== Supplied passage

How do Pre-Action Protocols impact limitation periods?
Pre-Action Protocols under the Civil Procedure Rules set out the steps that the court would normally expect parties to take before commencing proceedings for particular types of civil claims, often with a view to resolving the dispute without the claimant being required to bring the claim before the courts.
Given that there are usually multiple stages under the relevant protocol, including, for example, sending a letter of claim, a response from the defendant and holding a pre-action meeting, there may not always be enough time to comply with these requirements before the limitation period expires.
The pre-action protocol does not alter the statutory time limits for starting court proceedings. If a claim is issued after the relevant limitation period has expired, the defendant will still be entitled to use that as a defence to the claim. The parties may, however, be able to apply to the court for a stay (postponement) to complete the necessary pre-action steps.
Statute of Limitations FAQs
What is a statutory time limit?
A statutory time limit refers to a prescribed limitation period within which a claimant has to bring a civil claim. There are various different types of civil claim that can be brought, each with different time limits under the Limitation Act 1980, as well as different dates that act as the point of trigger for these periods.
Why does a statute of limitations exist?
A statute of limitations is effectively an expiry date for allegations of crimes. The fundamental principle behind this is to protect the potential accused from not being able to properly defend themselves against such allegations due to the erosion of evidence with the passage of time. Statutes of limitations only exist in the UK for minor criminal cases and in many civil claims.
Do debts have a time limit?

====

» **Exercise instructions**:
**A.** Write out the stretch of the limitation periods text from "A statutory time limit refers" through "for these periods.".
**B.** Write the next part of the limitation periods text, starting right after its last line.
The records that follow come from a separate source.

== Source data

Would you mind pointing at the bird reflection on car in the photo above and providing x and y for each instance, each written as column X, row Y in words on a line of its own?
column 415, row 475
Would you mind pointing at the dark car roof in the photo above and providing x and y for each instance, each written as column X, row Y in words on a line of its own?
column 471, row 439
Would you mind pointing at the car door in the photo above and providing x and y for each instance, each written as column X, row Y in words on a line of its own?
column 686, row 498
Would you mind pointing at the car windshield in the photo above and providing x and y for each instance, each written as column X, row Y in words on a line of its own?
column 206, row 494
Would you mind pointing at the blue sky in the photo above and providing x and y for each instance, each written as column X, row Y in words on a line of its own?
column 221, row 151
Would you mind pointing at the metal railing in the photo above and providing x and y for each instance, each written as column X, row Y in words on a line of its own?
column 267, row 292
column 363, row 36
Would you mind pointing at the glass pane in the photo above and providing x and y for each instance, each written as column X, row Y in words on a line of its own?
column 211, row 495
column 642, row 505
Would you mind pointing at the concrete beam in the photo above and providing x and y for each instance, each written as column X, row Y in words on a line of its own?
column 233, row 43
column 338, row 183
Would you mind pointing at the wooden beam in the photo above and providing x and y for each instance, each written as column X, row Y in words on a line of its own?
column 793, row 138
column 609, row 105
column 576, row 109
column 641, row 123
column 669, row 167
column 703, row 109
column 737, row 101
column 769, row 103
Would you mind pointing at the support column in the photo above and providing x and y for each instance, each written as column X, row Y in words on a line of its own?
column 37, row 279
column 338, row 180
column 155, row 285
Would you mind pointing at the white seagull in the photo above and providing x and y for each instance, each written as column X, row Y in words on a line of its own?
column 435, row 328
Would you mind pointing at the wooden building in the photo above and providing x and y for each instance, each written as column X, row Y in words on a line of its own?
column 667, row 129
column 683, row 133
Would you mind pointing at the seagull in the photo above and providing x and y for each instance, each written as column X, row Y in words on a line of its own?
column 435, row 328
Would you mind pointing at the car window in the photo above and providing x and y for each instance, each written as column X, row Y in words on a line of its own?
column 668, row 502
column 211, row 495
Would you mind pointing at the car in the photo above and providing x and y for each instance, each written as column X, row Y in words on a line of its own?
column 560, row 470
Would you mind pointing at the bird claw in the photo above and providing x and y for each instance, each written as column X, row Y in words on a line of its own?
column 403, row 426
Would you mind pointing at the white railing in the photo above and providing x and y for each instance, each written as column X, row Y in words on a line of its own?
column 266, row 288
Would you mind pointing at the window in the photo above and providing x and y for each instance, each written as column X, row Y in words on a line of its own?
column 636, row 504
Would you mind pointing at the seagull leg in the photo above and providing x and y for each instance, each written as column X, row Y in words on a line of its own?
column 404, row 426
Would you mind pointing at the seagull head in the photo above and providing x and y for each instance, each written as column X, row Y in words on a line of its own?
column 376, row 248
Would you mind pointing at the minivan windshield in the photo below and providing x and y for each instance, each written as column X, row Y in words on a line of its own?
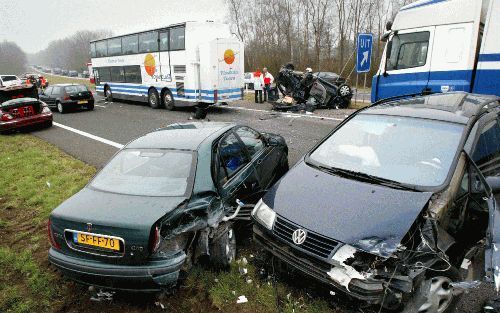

====

» **Responses to the tasks**:
**A.**
A statutory time limit refers to a prescribed limitation period within which a claimant has to bring a civil claim. There are various different types of civil claim that can be brought, each with different time limits under the Limitation Act 1980, as well as different dates that act as the point of trigger for these periods.

**B.**
A debt claim is typically classed as a breach of contract claim for which a limitation period of 6 years will apply from the date of breach. As a general rule, creditors have 6 years to recover most types of unsecured debts, where the period generally begins from the point at which an individual or business falls into arrears or fails to make a repayment.
Do crimes have a time limit?
In the context of criminal offences, there are no statutory limits on the prosecution of crimes in the UK except for ‘summary’ offences. These are relatively low level offences tried in the magistrates’ court, where the general rule is that prosecutions will be time-barred if not brought before the court within 6 months after the date of the offence.
The matters contained in this article are intended to be for general information purposes only. This article does not constitute legal advice, nor is it a complete or authoritative statement of the law, and should not be treated as such. Whilst every effort is made to ensure that the information is correct, no warranty, express or implied, is given as to its accuracy and no liability is accepted for any error or omission. Before acting on any of the information contained herein, expert legal advice should be sought.